▶ [EXERCISE INSTRUCTIONS]
In the court decision below, where was the sidewalk crack over which the plaintiff allegedly tripped?

▶ [PAGE]
========================================
ORDERED that the order is reversed insofar as appealed from, on the law, with costs, and that branch of the motion of the defendants Janowski's Hamburgers, Inc., Bill Vogelsberg, and Bianca Burgers, LLC, which was for summary judgment dismissing the amended complaint insofar as asserted against them is denied.
The plaintiff allegedly was injured when she tripped and fell over a crack in a sidewalk in Rockville Centre. At the time of the accident, the defendants Janowski's Hamburgers, Inc., Bill Vogelsberg, and Bianca Burgers, LLC (hereinafter collectively the defendants), operated a wholesale and retail hamburger products business, and their loading dock and driveway were located across the street from the sidewalk crack that allegedly caused the plaintiff's accident.
The plaintiff commenced this action to recover damages for personal injuries, alleging, among other things, that the defendants were negligent in that the defective sidewalk condition on which she tripped was caused and created by trucks which drove onto the sidewalk while making deliveries to the defendants’ premises. Subsequently, the defendants moved, inter alia, for summary judgment dismissing the amended complaint insofar as asserted against them. In an order dated December 21, 2020, the Supreme Court, among other things, granted that branch of the defendants’ motion. The plaintiff appeals.
As a general rule, liability for a dangerous condition on real property must be predicated upon ownership, occupancy, control, or special use of the property (see Toner v. Trader Joe's E., Inc., 209 AD3d 690; Smith v. 4 Empire Mgt. Group, Inc., 208 AD3d 811, 812; Micek v Greek Orthodox Church of Our Savior, 139 AD3d 830, 831). The existence of one or more of these elements gives rise to a duty of care (see Donatien v. Long Is. Coll. Hosp., 153 AD3d 600; Clifford v Woodlawn Volunteer Fire Co., Inc., 31 AD3d 1102, 1103). However, liability can also be imposed upon a party that creates a dangerous or defective condition (see Brown v. Welsbach Corp., 301 N.Y. 202, 205; Mullins v. Siegel–Cooper Co., 183 N.Y. 129, 136; Micek v Greek Orthodox Church of Our Savior, 139 AD3d at 830; Manicone v. City of New York, 75 AD3d 535, 537; Cooper v American Carpet & Restoration Servs., Inc., 69 AD3d 552, 554).
========================================
▶ [RECORDS PROVIDED]
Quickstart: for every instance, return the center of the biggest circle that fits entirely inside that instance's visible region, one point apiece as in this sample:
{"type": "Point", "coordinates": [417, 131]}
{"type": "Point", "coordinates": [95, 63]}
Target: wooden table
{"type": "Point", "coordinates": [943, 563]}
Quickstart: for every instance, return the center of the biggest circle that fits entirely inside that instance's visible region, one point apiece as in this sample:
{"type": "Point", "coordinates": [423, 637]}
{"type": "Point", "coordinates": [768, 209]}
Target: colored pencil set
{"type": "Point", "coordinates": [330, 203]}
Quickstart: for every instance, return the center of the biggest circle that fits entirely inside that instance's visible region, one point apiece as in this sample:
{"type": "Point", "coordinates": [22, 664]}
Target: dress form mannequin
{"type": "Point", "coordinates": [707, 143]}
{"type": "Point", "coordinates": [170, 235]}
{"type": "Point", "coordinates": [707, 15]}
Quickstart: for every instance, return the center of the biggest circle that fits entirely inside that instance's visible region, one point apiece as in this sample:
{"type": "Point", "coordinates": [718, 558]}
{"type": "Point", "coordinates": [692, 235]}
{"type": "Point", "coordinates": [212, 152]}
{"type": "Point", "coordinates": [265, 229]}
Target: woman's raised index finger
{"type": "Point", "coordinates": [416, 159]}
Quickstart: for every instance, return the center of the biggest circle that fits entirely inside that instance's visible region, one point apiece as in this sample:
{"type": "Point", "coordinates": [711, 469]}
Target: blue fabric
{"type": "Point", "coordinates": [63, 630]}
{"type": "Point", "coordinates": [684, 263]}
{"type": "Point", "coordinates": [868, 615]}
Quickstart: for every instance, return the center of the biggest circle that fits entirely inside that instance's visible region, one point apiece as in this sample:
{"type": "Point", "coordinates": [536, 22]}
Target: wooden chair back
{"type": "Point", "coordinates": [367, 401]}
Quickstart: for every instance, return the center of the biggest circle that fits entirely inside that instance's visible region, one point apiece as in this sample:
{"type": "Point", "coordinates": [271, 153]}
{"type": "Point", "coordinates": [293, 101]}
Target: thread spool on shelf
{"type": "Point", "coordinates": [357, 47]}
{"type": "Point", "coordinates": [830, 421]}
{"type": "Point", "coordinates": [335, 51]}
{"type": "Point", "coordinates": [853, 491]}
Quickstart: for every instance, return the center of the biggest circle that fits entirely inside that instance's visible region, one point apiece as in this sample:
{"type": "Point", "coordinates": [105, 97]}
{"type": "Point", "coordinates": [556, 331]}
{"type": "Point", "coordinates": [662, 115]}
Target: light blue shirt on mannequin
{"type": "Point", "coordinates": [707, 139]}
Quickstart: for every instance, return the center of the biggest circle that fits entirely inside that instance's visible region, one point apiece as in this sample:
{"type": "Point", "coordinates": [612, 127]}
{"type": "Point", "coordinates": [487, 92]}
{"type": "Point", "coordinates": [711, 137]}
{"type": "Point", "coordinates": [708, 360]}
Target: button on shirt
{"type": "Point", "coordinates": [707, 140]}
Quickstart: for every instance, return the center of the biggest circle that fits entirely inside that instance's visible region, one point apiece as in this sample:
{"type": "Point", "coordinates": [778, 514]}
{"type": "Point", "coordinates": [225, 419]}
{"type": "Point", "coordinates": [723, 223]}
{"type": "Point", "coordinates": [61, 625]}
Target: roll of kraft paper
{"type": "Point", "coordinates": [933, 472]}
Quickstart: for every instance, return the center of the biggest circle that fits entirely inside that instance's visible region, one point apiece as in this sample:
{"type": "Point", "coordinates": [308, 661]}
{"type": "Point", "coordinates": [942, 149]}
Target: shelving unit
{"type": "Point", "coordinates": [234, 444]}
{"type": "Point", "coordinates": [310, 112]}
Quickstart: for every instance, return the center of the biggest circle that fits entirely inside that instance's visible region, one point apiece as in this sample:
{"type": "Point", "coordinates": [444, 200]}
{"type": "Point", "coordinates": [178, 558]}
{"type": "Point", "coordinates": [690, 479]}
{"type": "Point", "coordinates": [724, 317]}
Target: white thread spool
========================================
▶ [THE COMPLETED TASK]
It was in Rockville Centre, across the street from the defendants' loading dock and driveway.